[Point labeling examples]
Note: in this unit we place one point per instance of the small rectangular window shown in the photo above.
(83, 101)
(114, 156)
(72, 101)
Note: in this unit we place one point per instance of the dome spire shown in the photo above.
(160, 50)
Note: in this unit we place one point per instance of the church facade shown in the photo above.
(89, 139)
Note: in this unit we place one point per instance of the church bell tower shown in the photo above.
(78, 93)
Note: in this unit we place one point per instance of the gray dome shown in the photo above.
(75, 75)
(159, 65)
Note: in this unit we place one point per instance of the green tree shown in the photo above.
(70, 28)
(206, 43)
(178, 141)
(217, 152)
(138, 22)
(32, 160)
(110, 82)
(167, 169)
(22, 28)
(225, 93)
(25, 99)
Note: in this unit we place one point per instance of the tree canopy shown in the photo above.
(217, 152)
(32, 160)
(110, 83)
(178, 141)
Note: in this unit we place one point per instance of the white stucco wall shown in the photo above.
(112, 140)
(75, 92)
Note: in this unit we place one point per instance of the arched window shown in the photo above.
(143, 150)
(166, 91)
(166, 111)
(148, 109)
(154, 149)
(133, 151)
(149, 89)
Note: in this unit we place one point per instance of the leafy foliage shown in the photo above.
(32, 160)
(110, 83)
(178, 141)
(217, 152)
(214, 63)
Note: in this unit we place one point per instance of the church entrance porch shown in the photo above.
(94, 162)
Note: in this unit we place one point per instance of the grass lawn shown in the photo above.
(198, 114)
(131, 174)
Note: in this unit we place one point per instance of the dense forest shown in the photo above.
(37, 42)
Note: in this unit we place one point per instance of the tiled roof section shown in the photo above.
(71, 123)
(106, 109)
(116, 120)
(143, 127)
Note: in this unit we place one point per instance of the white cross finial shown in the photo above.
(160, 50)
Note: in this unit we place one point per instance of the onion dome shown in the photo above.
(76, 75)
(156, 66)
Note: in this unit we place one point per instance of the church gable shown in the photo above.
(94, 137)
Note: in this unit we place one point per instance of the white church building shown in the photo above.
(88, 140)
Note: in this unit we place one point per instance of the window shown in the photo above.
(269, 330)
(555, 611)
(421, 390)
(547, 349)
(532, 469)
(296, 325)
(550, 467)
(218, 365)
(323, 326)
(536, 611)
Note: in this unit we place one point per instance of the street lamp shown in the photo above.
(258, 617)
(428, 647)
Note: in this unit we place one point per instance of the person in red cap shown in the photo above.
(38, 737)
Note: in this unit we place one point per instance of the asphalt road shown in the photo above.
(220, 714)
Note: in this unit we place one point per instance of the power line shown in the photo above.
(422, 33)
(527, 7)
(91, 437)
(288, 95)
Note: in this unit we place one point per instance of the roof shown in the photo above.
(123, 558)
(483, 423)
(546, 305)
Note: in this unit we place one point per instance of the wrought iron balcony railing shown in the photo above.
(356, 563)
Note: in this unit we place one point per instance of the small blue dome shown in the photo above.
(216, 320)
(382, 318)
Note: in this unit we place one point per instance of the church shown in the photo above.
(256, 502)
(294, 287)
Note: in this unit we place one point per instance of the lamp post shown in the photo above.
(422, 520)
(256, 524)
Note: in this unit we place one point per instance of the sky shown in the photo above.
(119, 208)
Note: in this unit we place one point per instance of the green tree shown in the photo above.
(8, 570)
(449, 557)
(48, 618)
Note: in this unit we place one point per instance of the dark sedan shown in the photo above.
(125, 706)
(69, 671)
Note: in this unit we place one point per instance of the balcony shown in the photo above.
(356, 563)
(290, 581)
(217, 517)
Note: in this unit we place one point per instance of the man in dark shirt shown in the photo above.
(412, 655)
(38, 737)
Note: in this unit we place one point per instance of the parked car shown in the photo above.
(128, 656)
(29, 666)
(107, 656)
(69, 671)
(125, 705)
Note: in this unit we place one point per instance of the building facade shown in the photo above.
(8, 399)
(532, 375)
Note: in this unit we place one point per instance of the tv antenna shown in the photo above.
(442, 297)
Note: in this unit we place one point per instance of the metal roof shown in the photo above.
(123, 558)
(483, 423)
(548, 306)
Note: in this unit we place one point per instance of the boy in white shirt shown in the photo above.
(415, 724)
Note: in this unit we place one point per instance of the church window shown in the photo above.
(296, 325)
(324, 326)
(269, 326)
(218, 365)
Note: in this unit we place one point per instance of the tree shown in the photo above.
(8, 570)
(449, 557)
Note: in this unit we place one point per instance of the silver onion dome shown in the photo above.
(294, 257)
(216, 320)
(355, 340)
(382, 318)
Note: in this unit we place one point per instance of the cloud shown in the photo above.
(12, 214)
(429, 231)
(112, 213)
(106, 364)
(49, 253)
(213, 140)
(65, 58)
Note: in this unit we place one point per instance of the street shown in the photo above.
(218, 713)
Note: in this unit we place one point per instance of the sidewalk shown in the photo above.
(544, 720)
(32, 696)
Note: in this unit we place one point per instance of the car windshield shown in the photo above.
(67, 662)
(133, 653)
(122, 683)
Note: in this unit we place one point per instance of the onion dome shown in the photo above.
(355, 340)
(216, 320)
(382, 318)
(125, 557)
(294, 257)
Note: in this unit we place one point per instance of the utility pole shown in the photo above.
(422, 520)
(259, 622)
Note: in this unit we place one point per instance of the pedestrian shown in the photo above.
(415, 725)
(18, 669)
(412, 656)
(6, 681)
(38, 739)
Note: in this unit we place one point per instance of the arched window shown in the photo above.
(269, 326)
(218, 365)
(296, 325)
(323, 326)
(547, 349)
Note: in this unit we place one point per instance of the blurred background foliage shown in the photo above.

Short exercise: Copy the rows above word for word, beginning with the line that contains "street shown in the photo above." (include that line) and continuing through the last line of the rows.

The response:
Note: in this unit we place one point per instance of the street shown in the photo above.
(218, 713)
Note: in this unit we place one point per instance of the sidewalk shown in the photo above.
(544, 720)
(32, 696)
Note: in this unit we place one point per instance of the car windshield shown in the photo above.
(67, 662)
(133, 653)
(122, 683)
Note: in this unit we place one point per instance of the onion dome shown in the photo above.
(355, 340)
(216, 320)
(382, 318)
(125, 557)
(294, 257)
Note: in this unit we place one point per instance of the utility pole shown in the photo above.
(422, 520)
(259, 622)
Note: in this unit we place one point per instance of the pedestrian shown in the photo above.
(415, 725)
(18, 669)
(412, 656)
(6, 681)
(38, 739)
Note: in this unit we place one point per instance of the arched window shown in the photo above.
(269, 326)
(218, 365)
(296, 325)
(323, 326)
(547, 349)
Note: in this unit we place one point per instance of the blurred background foliage shown in the photo above.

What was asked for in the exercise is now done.